*PAGE TEXT:*
For instance, I specialize in neuromodulation for highly-treatment-resistance psychiatry. I'm very good at what I do; my mentor is (IMO) better, and one of the absolute best in the country. A single consultation session with him is around $200 if he happens not to take your insurance. If you have a highly-treatment resistant condition, and are about to embark on a course of neuromodulation, it absolutely behooves you to go to him for a single session consultation to plan out your intervention before going to some local mediocre whatever to actually slap the equipment on your head and carry out the intervention.

For instance, people have incredibly debilitating autoimmune conditions. Rheumatic conditions are notable for their polymorphic presentations. It absolutely behooves you to go to an absolute top rheumatologist for one to three visits to confirm your diagnosis before going on a lifelong adventure of immune modulating drugs.

But folks hear "this guy doesn't take my insurance" and treat it as equivalent to "I can't get care there," even when they can afford it. I have a chronic condition, it's terrible, and my absolute world-famous specialist costs me about $250/yr - a small fraction of my monthly insurance premium. Less than my monthly prescription costs. Yet people will go to whatever specialist happens to be near them, while bearing all those other costs, and not investing in the linchpin.

3 comments

Who is the top rheumatologist? Who would you recommend? My mother is in constant pain and has gone to a dozen different specialists. We are near Chicago, but I am happy to take her anywhere in the country.
Robert Spiera, currently director of vasculitis at the hospital for special surgery, still maintains a private practice in Manhattan. He's worth every second of the wait time, and every penny of his consultation fee. He is ridiculously good.
Many people do not realize how cheap it can be to do direct-consultations; and it can't hurt to ask.

Even a doctor pulling down $1m a year is only about $500 an hour, and that could be entirely worth it to get their time and dedicated.

And if you call to ask, the front desk secretary will have absolutely no clue how to route an out-of-the-ordinary request. If the doc you're calling doesn't already do the type of service you're looking for (e.g., a phone consultation), be absolutely firm about wanting to speak with the office manager.

The office manager may not be able to accommodate you, but if it can be done, they're the ones with the authority and autonomy to make it happen.

How do you find these top people?
Generally, you have to ask doctors already in the know. You find the top academic medical center in your area, and you ask the relevant specialist there who the absolute top person in their field is for a second opinion.

It's not always a guaranteed correct answer - I know for a fact of some people at absolutely top ranked institutions, with top pedigrees, who clearly got there by academic skills and are absolute shit as clinicians - but for the most part, it'll get you where you need to go. Generally the only way you'll end up with one of those shiny pieces of shit is if referred to them strictly by reputation; no one that's worked with them would make that referral.

It's also an answer likely to overlook excellent clinicians - many (many!, maybe most) very good clinicians aren't academics, and this won't route you to them. But you're okay with overlooking excellent docs, as long as you end up at a top doc.

Finding excellent doctors without shiny pedigrees is not something a layman can do. It's just something that local docs eventually come to know about other docs in their social-professional network, and by no means is it an unbiased assessment.

If all you have available is people's online CVs, look strongly at people with mediocre or shitty medical schools and highly prestigious residencies and fellowships. Those are people who had networking and social signaling working actively against them, and managed to positively impress everyone they worked with. E.g., a buddy of mine got into a shit medical school, and got one of the country's most prestigious subspecialties in a prestigious institution. He had to impress every single person he worked with, had to do surpass everyone on his standardized exams, and otherwise be top-of-the-top in every way. He's a ridiculously top-notch doc.

*PROVIDED DATA:*

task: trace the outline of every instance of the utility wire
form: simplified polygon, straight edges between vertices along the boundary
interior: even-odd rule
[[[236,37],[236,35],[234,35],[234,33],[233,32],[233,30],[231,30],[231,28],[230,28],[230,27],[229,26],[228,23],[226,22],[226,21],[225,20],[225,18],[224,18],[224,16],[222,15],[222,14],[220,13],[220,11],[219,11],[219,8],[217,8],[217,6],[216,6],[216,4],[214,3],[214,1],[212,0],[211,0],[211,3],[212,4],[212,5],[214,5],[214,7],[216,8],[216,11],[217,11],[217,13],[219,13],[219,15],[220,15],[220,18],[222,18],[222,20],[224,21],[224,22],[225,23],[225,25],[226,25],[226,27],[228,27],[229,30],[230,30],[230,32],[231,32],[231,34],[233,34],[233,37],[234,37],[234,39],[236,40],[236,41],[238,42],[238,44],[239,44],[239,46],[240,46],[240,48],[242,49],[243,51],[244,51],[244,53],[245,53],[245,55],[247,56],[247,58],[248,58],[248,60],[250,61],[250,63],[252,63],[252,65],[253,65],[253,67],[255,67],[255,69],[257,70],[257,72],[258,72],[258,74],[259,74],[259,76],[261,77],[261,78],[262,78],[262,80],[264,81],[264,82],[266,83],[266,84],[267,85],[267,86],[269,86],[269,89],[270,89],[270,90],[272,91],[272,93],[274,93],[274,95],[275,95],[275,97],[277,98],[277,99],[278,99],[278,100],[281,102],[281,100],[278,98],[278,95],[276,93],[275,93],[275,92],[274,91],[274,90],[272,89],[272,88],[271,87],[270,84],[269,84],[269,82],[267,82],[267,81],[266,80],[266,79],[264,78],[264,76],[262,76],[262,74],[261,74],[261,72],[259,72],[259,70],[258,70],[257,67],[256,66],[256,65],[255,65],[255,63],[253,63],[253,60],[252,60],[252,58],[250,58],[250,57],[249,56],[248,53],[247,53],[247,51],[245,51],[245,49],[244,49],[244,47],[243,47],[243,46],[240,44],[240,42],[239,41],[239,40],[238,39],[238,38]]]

*EXERCISE DESCRIPTION:* Reproduce the passage from the post about seeing top medical specialists, starting with "Who is the top" and going on through "anywhere in the country.".

*EXERCISE RESULT:*
Who is the top rheumatologist? Who would you recommend? My mother is in constant pain and has gone to a dozen different specialists. We are near Chicago, but I am happy to take her anywhere in the country.